Work task - Pull every line containing the word "below" from the records.

Point-per-instance localization data -

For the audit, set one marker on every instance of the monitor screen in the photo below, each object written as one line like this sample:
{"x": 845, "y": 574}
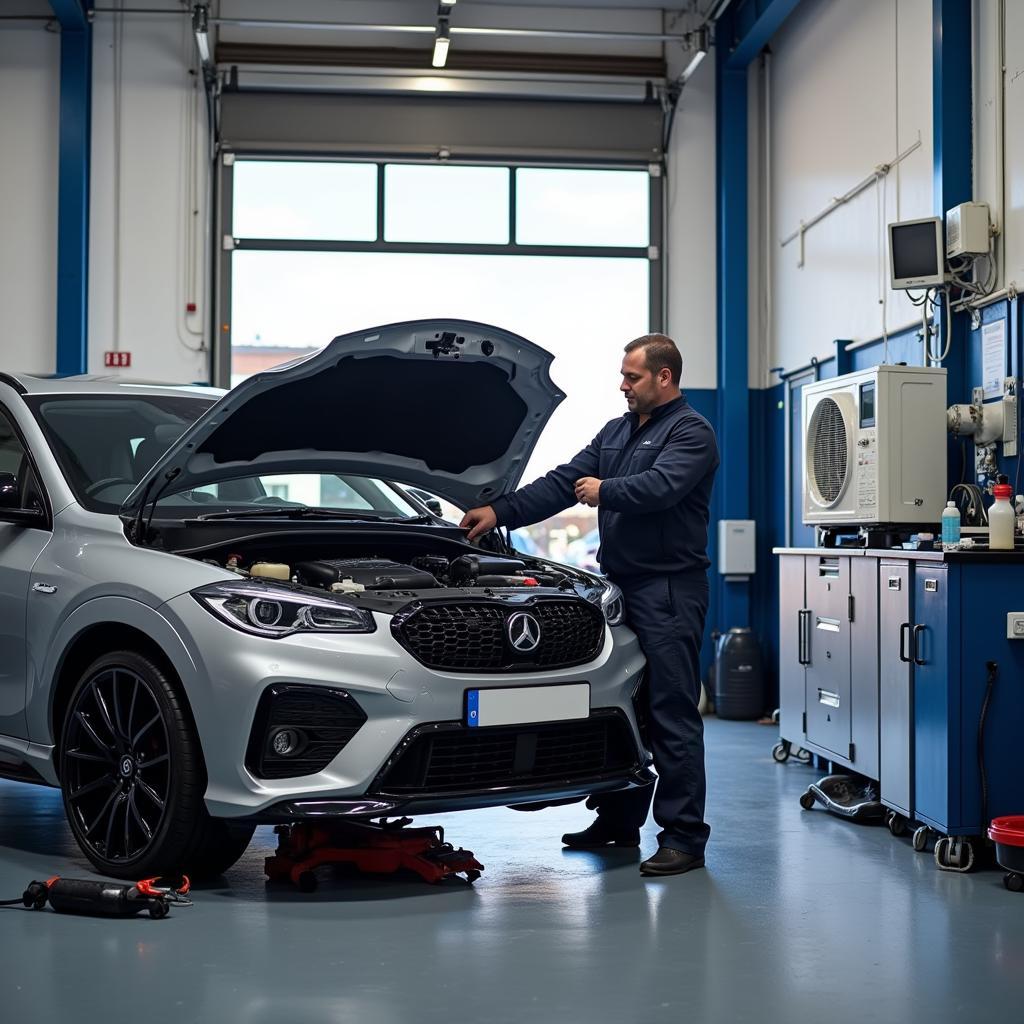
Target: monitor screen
{"x": 914, "y": 251}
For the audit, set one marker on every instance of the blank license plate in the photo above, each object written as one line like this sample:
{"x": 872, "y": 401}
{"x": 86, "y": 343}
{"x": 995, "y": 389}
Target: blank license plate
{"x": 526, "y": 705}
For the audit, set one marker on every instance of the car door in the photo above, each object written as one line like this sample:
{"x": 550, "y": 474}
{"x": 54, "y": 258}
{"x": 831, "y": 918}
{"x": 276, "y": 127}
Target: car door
{"x": 25, "y": 530}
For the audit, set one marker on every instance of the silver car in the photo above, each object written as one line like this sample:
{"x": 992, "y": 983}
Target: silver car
{"x": 221, "y": 609}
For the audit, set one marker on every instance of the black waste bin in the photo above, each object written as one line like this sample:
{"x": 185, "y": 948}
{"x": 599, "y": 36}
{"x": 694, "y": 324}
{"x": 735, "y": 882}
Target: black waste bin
{"x": 738, "y": 676}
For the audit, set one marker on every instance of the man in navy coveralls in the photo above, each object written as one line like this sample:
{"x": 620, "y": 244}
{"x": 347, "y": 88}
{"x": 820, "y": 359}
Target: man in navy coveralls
{"x": 649, "y": 474}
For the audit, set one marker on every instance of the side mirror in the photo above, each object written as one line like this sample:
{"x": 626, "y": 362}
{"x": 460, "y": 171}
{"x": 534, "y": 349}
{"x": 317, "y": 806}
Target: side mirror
{"x": 10, "y": 503}
{"x": 10, "y": 497}
{"x": 427, "y": 499}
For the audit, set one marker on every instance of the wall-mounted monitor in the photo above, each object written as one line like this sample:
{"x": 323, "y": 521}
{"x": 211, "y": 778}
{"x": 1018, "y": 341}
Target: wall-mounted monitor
{"x": 918, "y": 253}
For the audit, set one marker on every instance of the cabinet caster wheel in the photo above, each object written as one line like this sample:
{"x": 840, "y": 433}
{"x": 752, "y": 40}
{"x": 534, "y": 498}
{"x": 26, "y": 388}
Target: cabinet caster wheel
{"x": 953, "y": 853}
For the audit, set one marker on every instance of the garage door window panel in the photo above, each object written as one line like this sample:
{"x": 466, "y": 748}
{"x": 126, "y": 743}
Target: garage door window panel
{"x": 314, "y": 200}
{"x": 567, "y": 207}
{"x": 466, "y": 205}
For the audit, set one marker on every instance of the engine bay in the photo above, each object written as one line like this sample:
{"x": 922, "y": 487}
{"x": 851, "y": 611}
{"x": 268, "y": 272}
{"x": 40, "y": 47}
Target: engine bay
{"x": 424, "y": 571}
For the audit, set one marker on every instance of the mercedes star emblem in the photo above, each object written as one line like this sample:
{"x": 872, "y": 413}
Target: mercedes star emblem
{"x": 524, "y": 632}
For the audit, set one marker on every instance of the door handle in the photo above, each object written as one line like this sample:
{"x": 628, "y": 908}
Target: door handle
{"x": 803, "y": 621}
{"x": 918, "y": 630}
{"x": 904, "y": 629}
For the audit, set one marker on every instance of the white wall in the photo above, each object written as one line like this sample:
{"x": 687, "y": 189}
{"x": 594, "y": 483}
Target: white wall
{"x": 691, "y": 229}
{"x": 999, "y": 97}
{"x": 850, "y": 88}
{"x": 30, "y": 59}
{"x": 140, "y": 254}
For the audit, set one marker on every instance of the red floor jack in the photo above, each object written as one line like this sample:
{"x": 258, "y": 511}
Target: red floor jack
{"x": 376, "y": 849}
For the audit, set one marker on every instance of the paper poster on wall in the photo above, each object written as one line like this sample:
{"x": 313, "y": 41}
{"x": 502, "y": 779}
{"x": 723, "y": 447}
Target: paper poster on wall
{"x": 993, "y": 357}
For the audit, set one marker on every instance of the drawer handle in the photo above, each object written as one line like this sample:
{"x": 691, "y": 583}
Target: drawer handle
{"x": 918, "y": 659}
{"x": 904, "y": 632}
{"x": 803, "y": 653}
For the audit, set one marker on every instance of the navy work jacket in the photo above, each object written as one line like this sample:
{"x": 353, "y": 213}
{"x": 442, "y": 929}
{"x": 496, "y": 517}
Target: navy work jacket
{"x": 655, "y": 492}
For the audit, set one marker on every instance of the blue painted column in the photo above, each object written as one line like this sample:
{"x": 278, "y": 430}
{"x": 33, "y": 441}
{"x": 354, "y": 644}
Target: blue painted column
{"x": 734, "y": 478}
{"x": 740, "y": 34}
{"x": 73, "y": 190}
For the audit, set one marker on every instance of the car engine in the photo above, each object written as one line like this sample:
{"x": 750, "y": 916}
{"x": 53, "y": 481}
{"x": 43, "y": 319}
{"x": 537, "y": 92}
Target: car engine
{"x": 422, "y": 572}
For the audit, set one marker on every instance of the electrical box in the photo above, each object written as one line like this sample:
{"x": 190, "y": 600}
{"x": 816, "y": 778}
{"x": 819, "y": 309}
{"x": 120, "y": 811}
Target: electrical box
{"x": 967, "y": 229}
{"x": 736, "y": 547}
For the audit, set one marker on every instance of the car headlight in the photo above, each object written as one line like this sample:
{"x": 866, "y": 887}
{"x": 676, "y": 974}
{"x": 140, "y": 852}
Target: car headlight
{"x": 274, "y": 611}
{"x": 612, "y": 604}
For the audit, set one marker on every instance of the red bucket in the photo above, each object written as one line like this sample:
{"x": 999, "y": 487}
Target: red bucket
{"x": 1008, "y": 835}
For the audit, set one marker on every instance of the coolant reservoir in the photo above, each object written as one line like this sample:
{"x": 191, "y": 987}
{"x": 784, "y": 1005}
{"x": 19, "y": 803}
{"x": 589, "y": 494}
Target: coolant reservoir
{"x": 347, "y": 586}
{"x": 270, "y": 570}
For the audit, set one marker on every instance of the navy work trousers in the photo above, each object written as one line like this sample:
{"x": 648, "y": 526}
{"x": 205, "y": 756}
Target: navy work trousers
{"x": 667, "y": 612}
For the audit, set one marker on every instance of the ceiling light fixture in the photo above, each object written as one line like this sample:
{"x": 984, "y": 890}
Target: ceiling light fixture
{"x": 698, "y": 41}
{"x": 441, "y": 43}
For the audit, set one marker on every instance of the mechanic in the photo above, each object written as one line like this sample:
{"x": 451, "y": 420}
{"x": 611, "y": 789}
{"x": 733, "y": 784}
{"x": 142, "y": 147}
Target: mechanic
{"x": 649, "y": 474}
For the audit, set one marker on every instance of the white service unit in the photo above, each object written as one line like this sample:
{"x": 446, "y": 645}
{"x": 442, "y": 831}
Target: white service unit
{"x": 736, "y": 547}
{"x": 875, "y": 446}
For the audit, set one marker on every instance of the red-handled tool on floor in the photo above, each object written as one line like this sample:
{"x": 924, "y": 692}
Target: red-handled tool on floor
{"x": 105, "y": 899}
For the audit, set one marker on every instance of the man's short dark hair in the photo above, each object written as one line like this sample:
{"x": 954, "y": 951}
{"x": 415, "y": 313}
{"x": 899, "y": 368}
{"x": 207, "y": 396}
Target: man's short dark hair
{"x": 659, "y": 353}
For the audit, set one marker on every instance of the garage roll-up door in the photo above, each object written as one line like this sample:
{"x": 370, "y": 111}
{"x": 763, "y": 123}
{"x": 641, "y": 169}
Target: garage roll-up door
{"x": 411, "y": 126}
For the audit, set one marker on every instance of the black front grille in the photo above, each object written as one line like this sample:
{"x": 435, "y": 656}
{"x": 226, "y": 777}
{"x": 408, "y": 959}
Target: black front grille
{"x": 325, "y": 720}
{"x": 473, "y": 636}
{"x": 452, "y": 759}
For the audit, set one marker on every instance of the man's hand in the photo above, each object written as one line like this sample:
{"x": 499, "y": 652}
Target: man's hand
{"x": 589, "y": 491}
{"x": 478, "y": 521}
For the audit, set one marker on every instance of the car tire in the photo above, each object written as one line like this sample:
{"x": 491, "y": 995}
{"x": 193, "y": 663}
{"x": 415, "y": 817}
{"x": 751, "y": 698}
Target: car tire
{"x": 133, "y": 777}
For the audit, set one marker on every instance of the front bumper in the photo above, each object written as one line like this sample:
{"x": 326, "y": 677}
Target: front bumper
{"x": 376, "y": 806}
{"x": 397, "y": 694}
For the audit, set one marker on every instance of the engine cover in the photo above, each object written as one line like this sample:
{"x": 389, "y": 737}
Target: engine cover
{"x": 374, "y": 573}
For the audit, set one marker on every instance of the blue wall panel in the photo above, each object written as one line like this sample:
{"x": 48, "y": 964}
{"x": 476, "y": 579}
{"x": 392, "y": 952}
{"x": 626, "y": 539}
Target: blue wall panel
{"x": 705, "y": 400}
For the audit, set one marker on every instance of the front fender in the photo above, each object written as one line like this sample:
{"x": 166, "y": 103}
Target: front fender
{"x": 101, "y": 611}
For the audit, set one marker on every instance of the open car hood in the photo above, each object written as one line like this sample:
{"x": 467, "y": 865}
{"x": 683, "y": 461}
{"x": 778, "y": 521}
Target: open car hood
{"x": 449, "y": 406}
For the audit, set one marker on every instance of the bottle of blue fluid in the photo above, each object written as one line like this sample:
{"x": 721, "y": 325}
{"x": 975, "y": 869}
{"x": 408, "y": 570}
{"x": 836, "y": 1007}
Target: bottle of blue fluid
{"x": 950, "y": 527}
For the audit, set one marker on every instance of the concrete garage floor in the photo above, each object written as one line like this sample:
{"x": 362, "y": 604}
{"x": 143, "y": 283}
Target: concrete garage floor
{"x": 800, "y": 918}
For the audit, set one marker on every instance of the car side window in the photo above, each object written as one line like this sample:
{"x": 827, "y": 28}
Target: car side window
{"x": 14, "y": 460}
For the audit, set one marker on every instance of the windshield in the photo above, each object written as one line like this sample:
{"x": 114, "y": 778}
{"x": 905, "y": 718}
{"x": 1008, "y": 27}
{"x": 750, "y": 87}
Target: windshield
{"x": 107, "y": 443}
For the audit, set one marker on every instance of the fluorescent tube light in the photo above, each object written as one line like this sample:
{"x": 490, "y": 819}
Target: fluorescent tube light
{"x": 699, "y": 52}
{"x": 441, "y": 43}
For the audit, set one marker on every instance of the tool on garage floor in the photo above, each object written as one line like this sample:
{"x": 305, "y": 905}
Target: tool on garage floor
{"x": 105, "y": 899}
{"x": 376, "y": 849}
{"x": 847, "y": 796}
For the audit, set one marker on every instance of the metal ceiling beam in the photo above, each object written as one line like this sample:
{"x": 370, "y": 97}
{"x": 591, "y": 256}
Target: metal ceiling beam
{"x": 754, "y": 23}
{"x": 73, "y": 187}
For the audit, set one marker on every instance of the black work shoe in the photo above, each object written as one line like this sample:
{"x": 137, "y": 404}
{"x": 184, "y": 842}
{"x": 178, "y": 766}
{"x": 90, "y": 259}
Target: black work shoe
{"x": 600, "y": 834}
{"x": 669, "y": 861}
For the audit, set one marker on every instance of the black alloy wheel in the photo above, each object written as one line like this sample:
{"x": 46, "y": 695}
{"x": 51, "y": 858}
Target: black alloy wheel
{"x": 118, "y": 765}
{"x": 133, "y": 776}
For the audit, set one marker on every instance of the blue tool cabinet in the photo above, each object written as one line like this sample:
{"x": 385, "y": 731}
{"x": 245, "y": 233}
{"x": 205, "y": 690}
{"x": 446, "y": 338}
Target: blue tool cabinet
{"x": 884, "y": 670}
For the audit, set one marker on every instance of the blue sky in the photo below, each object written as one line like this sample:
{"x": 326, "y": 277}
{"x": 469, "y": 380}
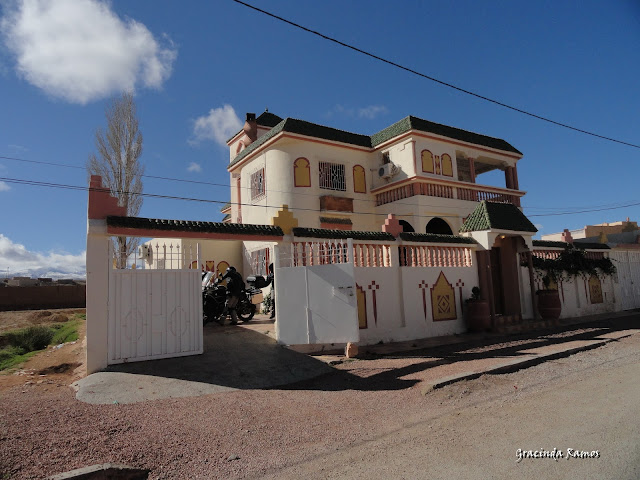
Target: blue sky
{"x": 197, "y": 67}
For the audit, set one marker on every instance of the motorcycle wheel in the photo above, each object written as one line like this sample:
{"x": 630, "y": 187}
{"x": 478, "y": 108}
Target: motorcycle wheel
{"x": 245, "y": 310}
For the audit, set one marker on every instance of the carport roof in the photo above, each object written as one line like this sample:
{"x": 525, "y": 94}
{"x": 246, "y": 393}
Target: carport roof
{"x": 329, "y": 233}
{"x": 190, "y": 228}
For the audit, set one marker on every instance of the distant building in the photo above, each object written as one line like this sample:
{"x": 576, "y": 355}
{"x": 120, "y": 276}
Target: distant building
{"x": 595, "y": 231}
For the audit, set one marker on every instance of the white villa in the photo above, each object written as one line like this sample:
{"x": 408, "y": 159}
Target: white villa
{"x": 427, "y": 174}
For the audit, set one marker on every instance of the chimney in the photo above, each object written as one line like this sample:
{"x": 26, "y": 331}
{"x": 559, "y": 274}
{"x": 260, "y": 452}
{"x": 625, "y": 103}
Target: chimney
{"x": 566, "y": 236}
{"x": 250, "y": 128}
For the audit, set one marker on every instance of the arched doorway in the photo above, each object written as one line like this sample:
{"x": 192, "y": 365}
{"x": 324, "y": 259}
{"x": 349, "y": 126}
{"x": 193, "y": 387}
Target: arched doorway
{"x": 406, "y": 226}
{"x": 438, "y": 226}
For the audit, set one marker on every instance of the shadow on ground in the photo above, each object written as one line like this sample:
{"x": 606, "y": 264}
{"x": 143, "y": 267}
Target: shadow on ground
{"x": 247, "y": 358}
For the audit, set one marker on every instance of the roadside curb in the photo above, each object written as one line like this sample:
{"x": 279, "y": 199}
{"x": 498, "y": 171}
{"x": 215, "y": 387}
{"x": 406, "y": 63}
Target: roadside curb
{"x": 514, "y": 365}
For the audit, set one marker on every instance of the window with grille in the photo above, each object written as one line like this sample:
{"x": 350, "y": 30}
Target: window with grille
{"x": 332, "y": 176}
{"x": 260, "y": 262}
{"x": 257, "y": 184}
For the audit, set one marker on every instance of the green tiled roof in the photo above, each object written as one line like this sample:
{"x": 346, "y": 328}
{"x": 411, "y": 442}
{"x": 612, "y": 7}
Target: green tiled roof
{"x": 434, "y": 238}
{"x": 591, "y": 245}
{"x": 340, "y": 221}
{"x": 267, "y": 119}
{"x": 309, "y": 129}
{"x": 193, "y": 226}
{"x": 328, "y": 233}
{"x": 576, "y": 244}
{"x": 497, "y": 216}
{"x": 415, "y": 123}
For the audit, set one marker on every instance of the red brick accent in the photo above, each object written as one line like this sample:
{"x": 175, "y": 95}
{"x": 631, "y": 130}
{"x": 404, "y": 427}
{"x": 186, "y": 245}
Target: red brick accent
{"x": 336, "y": 204}
{"x": 566, "y": 236}
{"x": 101, "y": 203}
{"x": 392, "y": 225}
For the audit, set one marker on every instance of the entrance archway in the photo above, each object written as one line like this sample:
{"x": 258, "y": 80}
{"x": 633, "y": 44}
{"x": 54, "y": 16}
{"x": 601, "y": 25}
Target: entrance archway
{"x": 438, "y": 226}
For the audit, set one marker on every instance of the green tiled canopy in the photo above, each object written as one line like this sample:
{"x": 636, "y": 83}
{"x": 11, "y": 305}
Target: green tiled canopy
{"x": 497, "y": 216}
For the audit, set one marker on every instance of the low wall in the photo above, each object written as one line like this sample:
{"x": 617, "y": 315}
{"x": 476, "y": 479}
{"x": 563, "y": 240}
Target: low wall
{"x": 32, "y": 298}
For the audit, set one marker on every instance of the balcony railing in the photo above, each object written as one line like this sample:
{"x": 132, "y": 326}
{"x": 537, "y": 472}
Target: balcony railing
{"x": 466, "y": 191}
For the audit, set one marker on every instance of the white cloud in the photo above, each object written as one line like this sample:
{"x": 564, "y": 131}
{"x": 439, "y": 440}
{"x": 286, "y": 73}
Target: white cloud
{"x": 219, "y": 125}
{"x": 80, "y": 50}
{"x": 16, "y": 260}
{"x": 194, "y": 167}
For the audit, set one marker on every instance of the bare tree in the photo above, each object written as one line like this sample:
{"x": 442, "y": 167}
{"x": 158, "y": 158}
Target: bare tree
{"x": 118, "y": 162}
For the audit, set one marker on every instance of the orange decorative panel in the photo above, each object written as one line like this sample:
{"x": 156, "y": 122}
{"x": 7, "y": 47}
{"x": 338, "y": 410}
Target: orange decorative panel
{"x": 359, "y": 179}
{"x": 447, "y": 165}
{"x": 427, "y": 161}
{"x": 301, "y": 173}
{"x": 443, "y": 300}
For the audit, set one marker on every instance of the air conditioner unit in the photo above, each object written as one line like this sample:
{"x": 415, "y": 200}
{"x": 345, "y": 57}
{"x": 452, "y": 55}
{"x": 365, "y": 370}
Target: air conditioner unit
{"x": 387, "y": 170}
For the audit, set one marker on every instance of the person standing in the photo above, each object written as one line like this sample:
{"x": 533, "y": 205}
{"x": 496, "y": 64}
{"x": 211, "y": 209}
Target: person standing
{"x": 272, "y": 281}
{"x": 235, "y": 287}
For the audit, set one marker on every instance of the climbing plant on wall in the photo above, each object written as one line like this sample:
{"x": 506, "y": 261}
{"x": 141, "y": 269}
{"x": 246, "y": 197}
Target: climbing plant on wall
{"x": 572, "y": 262}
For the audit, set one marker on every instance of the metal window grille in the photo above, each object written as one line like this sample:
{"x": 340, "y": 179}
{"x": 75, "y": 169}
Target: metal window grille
{"x": 259, "y": 261}
{"x": 257, "y": 184}
{"x": 160, "y": 257}
{"x": 332, "y": 176}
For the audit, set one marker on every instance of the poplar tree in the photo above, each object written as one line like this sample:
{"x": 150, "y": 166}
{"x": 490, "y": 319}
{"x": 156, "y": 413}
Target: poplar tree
{"x": 117, "y": 161}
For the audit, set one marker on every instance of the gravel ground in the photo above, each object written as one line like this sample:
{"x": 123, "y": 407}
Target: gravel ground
{"x": 44, "y": 430}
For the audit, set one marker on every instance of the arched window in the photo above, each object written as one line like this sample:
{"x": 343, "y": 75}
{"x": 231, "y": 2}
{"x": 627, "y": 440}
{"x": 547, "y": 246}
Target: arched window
{"x": 427, "y": 161}
{"x": 447, "y": 165}
{"x": 301, "y": 173}
{"x": 438, "y": 226}
{"x": 359, "y": 180}
{"x": 406, "y": 226}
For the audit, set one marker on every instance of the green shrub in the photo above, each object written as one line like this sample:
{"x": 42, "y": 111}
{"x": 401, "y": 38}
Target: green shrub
{"x": 10, "y": 356}
{"x": 31, "y": 338}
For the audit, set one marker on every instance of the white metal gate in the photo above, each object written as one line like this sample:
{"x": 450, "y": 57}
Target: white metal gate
{"x": 155, "y": 313}
{"x": 628, "y": 277}
{"x": 315, "y": 293}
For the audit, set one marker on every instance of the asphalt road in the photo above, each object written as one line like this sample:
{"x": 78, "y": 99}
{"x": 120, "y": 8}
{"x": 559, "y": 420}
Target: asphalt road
{"x": 587, "y": 410}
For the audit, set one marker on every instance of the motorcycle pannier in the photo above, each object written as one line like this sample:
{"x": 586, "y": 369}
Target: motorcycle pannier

Solved problem -
For the audit, set one marker on every instance of the monitor screen in the photo below, each object written as one line like this sample:
For the audit, set one marker on every instance of the blue sky in the photo below, each object written as one line like this sample:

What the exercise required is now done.